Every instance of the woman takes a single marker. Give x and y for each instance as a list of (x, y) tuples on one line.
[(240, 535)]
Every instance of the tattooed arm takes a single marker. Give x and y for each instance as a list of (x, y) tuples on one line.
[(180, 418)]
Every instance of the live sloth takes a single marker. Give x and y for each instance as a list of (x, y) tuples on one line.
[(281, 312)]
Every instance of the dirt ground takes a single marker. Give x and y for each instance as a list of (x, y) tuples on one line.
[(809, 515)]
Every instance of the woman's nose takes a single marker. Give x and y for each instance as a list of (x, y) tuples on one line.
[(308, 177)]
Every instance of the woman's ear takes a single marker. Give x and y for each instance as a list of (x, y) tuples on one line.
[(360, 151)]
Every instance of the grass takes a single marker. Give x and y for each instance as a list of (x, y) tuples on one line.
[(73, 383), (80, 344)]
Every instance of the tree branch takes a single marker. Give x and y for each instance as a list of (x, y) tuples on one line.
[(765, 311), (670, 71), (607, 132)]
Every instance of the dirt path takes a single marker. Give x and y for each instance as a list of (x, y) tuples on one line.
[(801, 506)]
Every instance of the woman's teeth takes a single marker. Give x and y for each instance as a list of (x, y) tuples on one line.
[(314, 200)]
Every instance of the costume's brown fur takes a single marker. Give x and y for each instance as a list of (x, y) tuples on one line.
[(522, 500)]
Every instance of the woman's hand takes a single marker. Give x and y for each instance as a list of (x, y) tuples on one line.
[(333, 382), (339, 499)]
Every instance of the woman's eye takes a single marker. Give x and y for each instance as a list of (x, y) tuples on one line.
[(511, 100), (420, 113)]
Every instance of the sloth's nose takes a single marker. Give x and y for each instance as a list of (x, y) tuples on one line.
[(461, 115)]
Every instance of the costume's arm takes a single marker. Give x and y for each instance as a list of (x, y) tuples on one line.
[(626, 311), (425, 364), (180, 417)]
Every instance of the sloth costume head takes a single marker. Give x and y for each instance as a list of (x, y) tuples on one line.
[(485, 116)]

▶ _Exercise objective_:
Print the part of the material above that opens with the line containing "Every instance of the dirt ground" and closes with the line containing "[(626, 311), (425, 364), (180, 417)]", keeping every line identical to the original.

▶ _Task answer_:
Every instance of the dirt ground takes a single marker. Give x and y for each instance as a list of (x, y) tuples on one line.
[(809, 515)]
Every instance of the woman's nose takes a single marker. Give x and y for each instance as a list of (x, y) tuples on one line.
[(308, 177)]
Every instance of the woman's ear takes a single marker. Give x and y for each instance as a list of (x, y) tuples on one line.
[(360, 151)]
Every instance of the grass takes a single marker. Give x and y for each instance as a list of (x, y) tuples on one line.
[(73, 383), (80, 344)]
Every instance of the tree branch takes a single marker. Give x and y for each instance as a list of (x, y) tuples on one line.
[(765, 311), (670, 71), (607, 132)]
Every instance of the dirt path takes a single marker. Give x and y for each instance as a list of (x, y) tuples on one line.
[(801, 506)]
Every instance of the woman's teeth takes a single marker. Give x and y for each instance as a list of (x, y) tuples on one line.
[(314, 200)]
Every instance of the costume's brown fur takes a single marker. Give x and y for each instance as a list of (x, y) tuples on one line.
[(522, 500)]
Every instance of the woman's hand takes a single marker. Give x and y for each instance as a list of (x, y) tuples on one line.
[(333, 382), (339, 499)]
Every instance of the woman's eye takes a single marker. Give x and y for each instance as a list of (x, y) tuples on one line.
[(511, 100), (420, 113)]
Every instance of the sloth's nose takes a single marker. Give x and y for each instance as a list of (x, y) tuples on one line.
[(461, 115)]
Every instance of the costume's arm takes a single marker. Give x and y for each instance as a list of (x, y) tuples on one line.
[(626, 311), (425, 364), (180, 417)]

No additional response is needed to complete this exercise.